- The exercise: Print every one of the records below word for word, keeping each line unchanged.

Stored records:
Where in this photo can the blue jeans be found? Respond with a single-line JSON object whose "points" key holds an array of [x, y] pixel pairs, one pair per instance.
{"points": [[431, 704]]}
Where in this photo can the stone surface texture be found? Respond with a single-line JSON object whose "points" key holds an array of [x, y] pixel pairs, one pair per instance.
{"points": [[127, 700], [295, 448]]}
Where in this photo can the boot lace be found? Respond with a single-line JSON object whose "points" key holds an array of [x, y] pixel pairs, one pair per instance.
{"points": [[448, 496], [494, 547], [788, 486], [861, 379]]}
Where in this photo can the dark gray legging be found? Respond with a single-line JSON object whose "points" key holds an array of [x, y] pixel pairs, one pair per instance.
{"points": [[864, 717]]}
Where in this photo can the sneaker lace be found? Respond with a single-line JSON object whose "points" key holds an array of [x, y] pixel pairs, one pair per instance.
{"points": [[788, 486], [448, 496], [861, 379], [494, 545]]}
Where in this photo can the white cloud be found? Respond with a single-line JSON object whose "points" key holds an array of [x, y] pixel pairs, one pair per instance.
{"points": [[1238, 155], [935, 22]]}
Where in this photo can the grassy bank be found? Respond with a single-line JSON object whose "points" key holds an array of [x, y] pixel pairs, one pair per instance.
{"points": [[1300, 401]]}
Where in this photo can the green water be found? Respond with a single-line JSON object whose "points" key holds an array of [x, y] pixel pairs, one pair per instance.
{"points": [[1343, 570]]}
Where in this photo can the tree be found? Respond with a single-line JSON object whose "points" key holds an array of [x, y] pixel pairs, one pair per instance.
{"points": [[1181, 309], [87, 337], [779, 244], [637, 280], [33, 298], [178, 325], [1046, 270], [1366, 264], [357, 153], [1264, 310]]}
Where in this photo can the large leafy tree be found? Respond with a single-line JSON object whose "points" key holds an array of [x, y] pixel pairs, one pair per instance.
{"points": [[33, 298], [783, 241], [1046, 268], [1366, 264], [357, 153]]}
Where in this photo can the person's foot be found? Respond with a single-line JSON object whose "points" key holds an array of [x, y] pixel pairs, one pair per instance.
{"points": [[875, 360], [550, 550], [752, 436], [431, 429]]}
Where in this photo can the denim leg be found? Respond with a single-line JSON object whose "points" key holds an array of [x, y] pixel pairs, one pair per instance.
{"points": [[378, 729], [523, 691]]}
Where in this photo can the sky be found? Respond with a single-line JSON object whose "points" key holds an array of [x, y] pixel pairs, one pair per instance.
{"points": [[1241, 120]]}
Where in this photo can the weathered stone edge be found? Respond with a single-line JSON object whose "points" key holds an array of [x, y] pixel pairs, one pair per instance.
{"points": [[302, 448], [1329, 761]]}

- Expected answer:
Where in this photo can the blue jeans be found? Respond with a single-line JSON object whose "points" key holds an array of [x, y] pixel pairs, one pair per instance.
{"points": [[431, 704]]}
Where in this photo can the stone surface texture be found? Respond with a single-line JSON object whose "points" key holds an array of [x, y] pixel pairs, one pair per instance.
{"points": [[127, 700], [295, 448]]}
Where in this photo can the boot lace be found? Respond with a single-line JSON object whose "points" key holds an array of [x, y] pixel pairs, one pair per instance.
{"points": [[448, 496], [494, 547], [788, 486], [861, 379]]}
Where in this photo can the dark gray legging be found? Respond with a single-line JSON object whose "points" key holds an array of [x, y] pixel pairs, one pair per instance.
{"points": [[864, 717]]}
Where in this photo can the sneaker lace be found? Respond with a single-line JSON object whose "points" key holds an array of [x, y] pixel pairs, one pair per instance.
{"points": [[788, 486], [448, 496], [861, 379], [494, 545]]}
Where in this photo can the white cloud be found? Respond with a single-line JSON object whose "points" key holds an array of [x, y] pixel pairs, one pair per instance.
{"points": [[1238, 155], [935, 22]]}
Where in this photo can the grassy bank be found? Respond with a single-line JSON object whose "points" key holds an array of [x, y] pixel pairs, one pair per instance.
{"points": [[1300, 401]]}
Where in this photo can the green water be found? Respond with a single-line JSON object whose "points" key holds an array of [x, y] pixel pairs, one pair per instance.
{"points": [[1343, 570]]}
Where in this photo can the tree be found? Respond with a single-line JSON object whose "points" key holds an array of [x, y] pixel pairs, one pair per instance.
{"points": [[1181, 309], [87, 337], [779, 244], [637, 280], [33, 298], [178, 325], [1046, 270], [1366, 264], [357, 153], [1264, 310]]}
Where in this photo can the large leafy tree be found? Respond with a single-line JSON object whose "points" key holds an array of [x, y] pixel pairs, one pair per instance.
{"points": [[33, 298], [783, 241], [1046, 268], [1366, 264], [357, 153]]}
Where in this photo can the person's foot be found? Respond with a single-line JSON object whose "points" key holds an array of [x, y] pixel pairs, one pair per instance.
{"points": [[875, 360], [550, 550], [752, 436], [431, 429]]}
Where in this photo can the denim leg be found? Respond with a single-line JSON object whose "points" key holds an array of [x, y] pixel pairs, one pair per instance.
{"points": [[378, 729], [523, 691]]}
Where in this photo can the sky be found? Respond with a single-line JSON object whose "points" key holds an array of [x, y] pixel pairs, one pair per instance.
{"points": [[1241, 120]]}
Where in this photo can the weathered stone edge be found? Respond with a single-line JSON object whose "points" key holds an array of [x, y] pixel pairs, one pair per instance.
{"points": [[302, 448], [1329, 761]]}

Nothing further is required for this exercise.